Turn the lines of the records below into a Markdown table with two columns, Row and Line, where Row numbers each line in order and Line holds its text. Leave out any blank lines.

Input rows ▸
______________________________

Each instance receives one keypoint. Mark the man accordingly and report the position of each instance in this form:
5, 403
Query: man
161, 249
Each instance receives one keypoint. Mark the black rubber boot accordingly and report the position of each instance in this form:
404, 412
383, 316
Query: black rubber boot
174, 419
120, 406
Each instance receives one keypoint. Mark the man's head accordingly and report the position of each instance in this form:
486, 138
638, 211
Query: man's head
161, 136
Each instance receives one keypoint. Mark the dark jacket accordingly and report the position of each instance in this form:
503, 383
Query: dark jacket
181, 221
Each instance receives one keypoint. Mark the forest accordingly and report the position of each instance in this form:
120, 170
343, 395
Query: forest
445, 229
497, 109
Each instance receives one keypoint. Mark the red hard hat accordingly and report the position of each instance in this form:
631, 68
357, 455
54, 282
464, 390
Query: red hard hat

______________________________

Result ▸
| Row | Line |
|---|---|
| 1 | Each instance receives one keypoint. Mark the man accordingly and report the position of each instance in this form: |
| 2 | 5, 403 |
| 3 | Query: man |
| 4 | 161, 249 |
| 5 | Each instance receives one keypoint. Mark the black rubber boot accordingly and report the position of each instance in this form: |
| 6 | 404, 412 |
| 7 | 383, 316 |
| 8 | Query: black rubber boot |
| 9 | 174, 419 |
| 10 | 120, 406 |
| 11 | Each instance receives one keypoint. Mark the man's head accordingly and report the position of each instance in this form: |
| 12 | 486, 138 |
| 13 | 638, 211 |
| 14 | Query: man's head |
| 15 | 161, 136 |
| 16 | Each instance receives one keypoint. Mark the dark jacket accordingly and report the position of each instance in this form: |
| 17 | 503, 383 |
| 18 | Query: dark jacket |
| 19 | 181, 221 |
| 20 | Each instance receives one keypoint. Mark the forest accordingly and report the position of each instance in this form: |
| 21 | 120, 170 |
| 22 | 343, 395 |
| 23 | Query: forest |
| 24 | 445, 229 |
| 25 | 497, 109 |
| 26 | Each instance receives one keypoint. Mark the red hard hat accordingly and report the position of each instance in this form: |
| 27 | 631, 68 |
| 28 | 357, 455 |
| 29 | 54, 282 |
| 30 | 464, 390 |
| 31 | Query: red hard hat |